_Supplied passage:_
# I think SVS is getting out of the speaker business :(



## Sycraft (May 21, 2009)

Got an e-mail for a clearance sale from them. Ok sure, companies do that all the time but these are some serious knock down prices. The MBS-02s, which are the only M-series on their site any more, are $400 instead of $900. Their S-series speakers, also knocked down by 50%ish. Those are, as we say "Goin' out of business," prices.

Their subs are normal priced so I have to guess, or maybe hope, they they aren't actually going out of business, but just out of the speaker business and in to subs only.

It saddens me since I just love my M-series. Amazing speakers that get basically everything right.

So it looks like if you want an SVS system, now is the time to buy it because my bet is they are not on sale for much longer.


----------



## JBrax (Oct 13, 2011)

Or maybe the old line is being replaced by a new one. I received the same email and those are some fantastic prices. I own one of their subs and if the speakers sound as good then they won't last long.

(Bounding box annotation entries)
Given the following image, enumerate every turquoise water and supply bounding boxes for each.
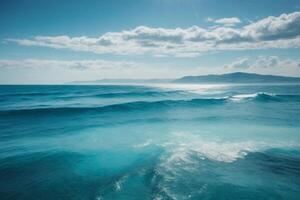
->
[0,84,300,200]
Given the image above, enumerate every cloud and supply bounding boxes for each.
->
[5,12,300,57]
[225,58,250,69]
[224,56,300,75]
[207,17,241,26]
[0,59,138,70]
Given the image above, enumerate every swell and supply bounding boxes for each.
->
[0,93,300,115]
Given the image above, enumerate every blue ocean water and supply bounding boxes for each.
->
[0,84,300,200]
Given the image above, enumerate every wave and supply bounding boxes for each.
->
[0,93,300,115]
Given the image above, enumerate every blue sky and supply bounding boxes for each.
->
[0,0,300,84]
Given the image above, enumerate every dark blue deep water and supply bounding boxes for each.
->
[0,84,300,200]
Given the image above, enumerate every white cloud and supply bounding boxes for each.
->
[6,12,300,57]
[0,59,138,70]
[211,17,241,26]
[224,56,300,76]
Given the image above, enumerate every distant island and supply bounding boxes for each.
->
[68,72,300,84]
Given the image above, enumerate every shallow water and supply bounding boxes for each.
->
[0,84,300,200]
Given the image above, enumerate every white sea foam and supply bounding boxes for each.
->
[158,133,296,164]
[230,93,258,101]
[151,84,228,94]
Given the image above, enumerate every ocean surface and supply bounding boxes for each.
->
[0,84,300,200]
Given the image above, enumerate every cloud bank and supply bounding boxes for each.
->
[207,17,241,26]
[0,59,139,70]
[6,12,300,57]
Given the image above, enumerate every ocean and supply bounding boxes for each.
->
[0,84,300,200]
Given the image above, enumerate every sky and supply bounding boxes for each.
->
[0,0,300,84]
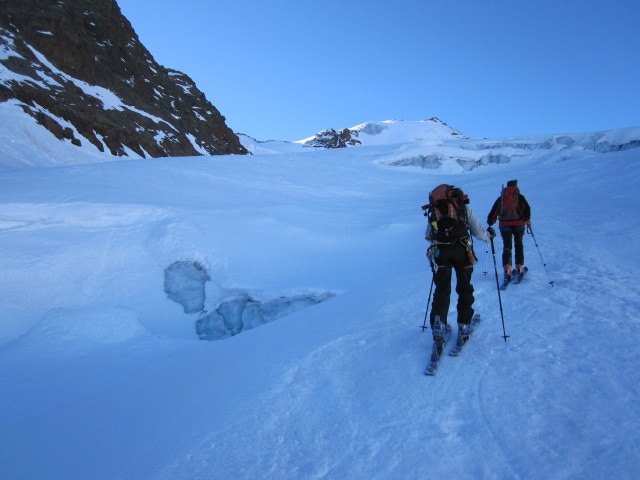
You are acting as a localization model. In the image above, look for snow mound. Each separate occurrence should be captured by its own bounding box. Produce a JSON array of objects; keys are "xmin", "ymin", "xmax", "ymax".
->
[{"xmin": 164, "ymin": 260, "xmax": 211, "ymax": 313}]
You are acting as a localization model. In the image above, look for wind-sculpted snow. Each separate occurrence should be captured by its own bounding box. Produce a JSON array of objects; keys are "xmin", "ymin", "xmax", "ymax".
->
[
  {"xmin": 164, "ymin": 260, "xmax": 335, "ymax": 340},
  {"xmin": 196, "ymin": 292, "xmax": 335, "ymax": 340},
  {"xmin": 164, "ymin": 260, "xmax": 211, "ymax": 313}
]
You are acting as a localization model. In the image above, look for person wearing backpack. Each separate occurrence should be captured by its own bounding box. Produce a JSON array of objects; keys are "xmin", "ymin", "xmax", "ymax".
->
[
  {"xmin": 487, "ymin": 180, "xmax": 531, "ymax": 282},
  {"xmin": 422, "ymin": 184, "xmax": 496, "ymax": 356}
]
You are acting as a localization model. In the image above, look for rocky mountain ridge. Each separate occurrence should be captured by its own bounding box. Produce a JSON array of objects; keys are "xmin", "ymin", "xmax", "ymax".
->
[
  {"xmin": 0, "ymin": 0, "xmax": 248, "ymax": 158},
  {"xmin": 298, "ymin": 117, "xmax": 469, "ymax": 148}
]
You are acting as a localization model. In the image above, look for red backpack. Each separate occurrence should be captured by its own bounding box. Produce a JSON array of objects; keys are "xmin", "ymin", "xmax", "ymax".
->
[
  {"xmin": 500, "ymin": 186, "xmax": 522, "ymax": 222},
  {"xmin": 422, "ymin": 184, "xmax": 469, "ymax": 243}
]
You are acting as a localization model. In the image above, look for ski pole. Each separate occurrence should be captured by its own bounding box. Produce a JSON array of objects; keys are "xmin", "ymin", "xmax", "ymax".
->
[
  {"xmin": 422, "ymin": 247, "xmax": 436, "ymax": 332},
  {"xmin": 422, "ymin": 276, "xmax": 433, "ymax": 332},
  {"xmin": 527, "ymin": 225, "xmax": 555, "ymax": 287},
  {"xmin": 482, "ymin": 246, "xmax": 489, "ymax": 277},
  {"xmin": 491, "ymin": 237, "xmax": 509, "ymax": 342}
]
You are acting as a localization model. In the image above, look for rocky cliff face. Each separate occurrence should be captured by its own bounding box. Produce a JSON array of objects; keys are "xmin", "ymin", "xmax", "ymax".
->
[{"xmin": 0, "ymin": 0, "xmax": 247, "ymax": 157}]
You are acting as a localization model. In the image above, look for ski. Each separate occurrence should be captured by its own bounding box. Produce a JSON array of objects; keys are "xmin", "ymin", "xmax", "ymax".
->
[
  {"xmin": 513, "ymin": 267, "xmax": 529, "ymax": 284},
  {"xmin": 449, "ymin": 313, "xmax": 480, "ymax": 357},
  {"xmin": 424, "ymin": 325, "xmax": 451, "ymax": 376}
]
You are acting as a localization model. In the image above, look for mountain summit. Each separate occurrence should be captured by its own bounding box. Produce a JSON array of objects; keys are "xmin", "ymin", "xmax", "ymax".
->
[
  {"xmin": 297, "ymin": 117, "xmax": 469, "ymax": 148},
  {"xmin": 0, "ymin": 0, "xmax": 247, "ymax": 157}
]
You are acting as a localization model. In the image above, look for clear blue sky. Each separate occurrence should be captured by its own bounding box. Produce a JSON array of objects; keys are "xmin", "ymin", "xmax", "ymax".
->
[{"xmin": 117, "ymin": 0, "xmax": 640, "ymax": 140}]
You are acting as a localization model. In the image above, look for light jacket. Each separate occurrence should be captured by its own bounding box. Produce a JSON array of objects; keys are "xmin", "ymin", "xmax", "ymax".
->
[{"xmin": 424, "ymin": 205, "xmax": 491, "ymax": 243}]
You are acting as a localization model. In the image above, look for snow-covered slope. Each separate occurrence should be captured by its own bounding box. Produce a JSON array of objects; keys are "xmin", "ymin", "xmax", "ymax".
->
[
  {"xmin": 0, "ymin": 122, "xmax": 640, "ymax": 480},
  {"xmin": 295, "ymin": 117, "xmax": 469, "ymax": 146}
]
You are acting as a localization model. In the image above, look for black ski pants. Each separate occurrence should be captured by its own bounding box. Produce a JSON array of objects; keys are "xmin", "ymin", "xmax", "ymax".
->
[
  {"xmin": 500, "ymin": 226, "xmax": 524, "ymax": 267},
  {"xmin": 429, "ymin": 243, "xmax": 474, "ymax": 327}
]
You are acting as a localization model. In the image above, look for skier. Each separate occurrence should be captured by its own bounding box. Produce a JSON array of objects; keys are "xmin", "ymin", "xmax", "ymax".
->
[
  {"xmin": 423, "ymin": 185, "xmax": 496, "ymax": 348},
  {"xmin": 487, "ymin": 180, "xmax": 531, "ymax": 284}
]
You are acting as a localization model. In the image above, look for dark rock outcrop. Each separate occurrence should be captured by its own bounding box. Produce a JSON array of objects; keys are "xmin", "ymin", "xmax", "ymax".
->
[
  {"xmin": 305, "ymin": 128, "xmax": 361, "ymax": 148},
  {"xmin": 0, "ymin": 0, "xmax": 247, "ymax": 157}
]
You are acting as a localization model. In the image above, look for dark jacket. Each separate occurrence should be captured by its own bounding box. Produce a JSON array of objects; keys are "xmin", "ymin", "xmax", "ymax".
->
[{"xmin": 487, "ymin": 193, "xmax": 531, "ymax": 228}]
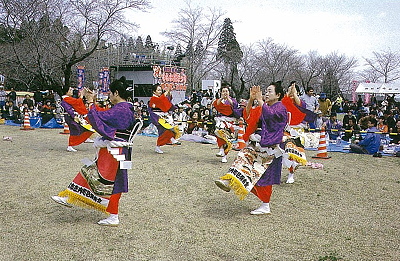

_Exercise requirements:_
A. Based on the SVS forum thread, state whether each statement agrees with it (yes or no) and quote the deciding words: (i) The MBS-02s are priced at $400 instead of $900. (ii) SVS subwoofers are also discounted in the clearance sale. (iii) The second poster calls the sale prices fantastic.
B. According to the SVS forum thread, which M-series model is the only one still on the company's site?

_Final results:_
A.
(i) Yes: "The MBS-02s, which are the only M-series on their site any more, are $400 instead of $900."
(ii) No: "Their subs are normal priced"
(iii) Yes: "those are some fantastic prices"

B. The MBS-02s.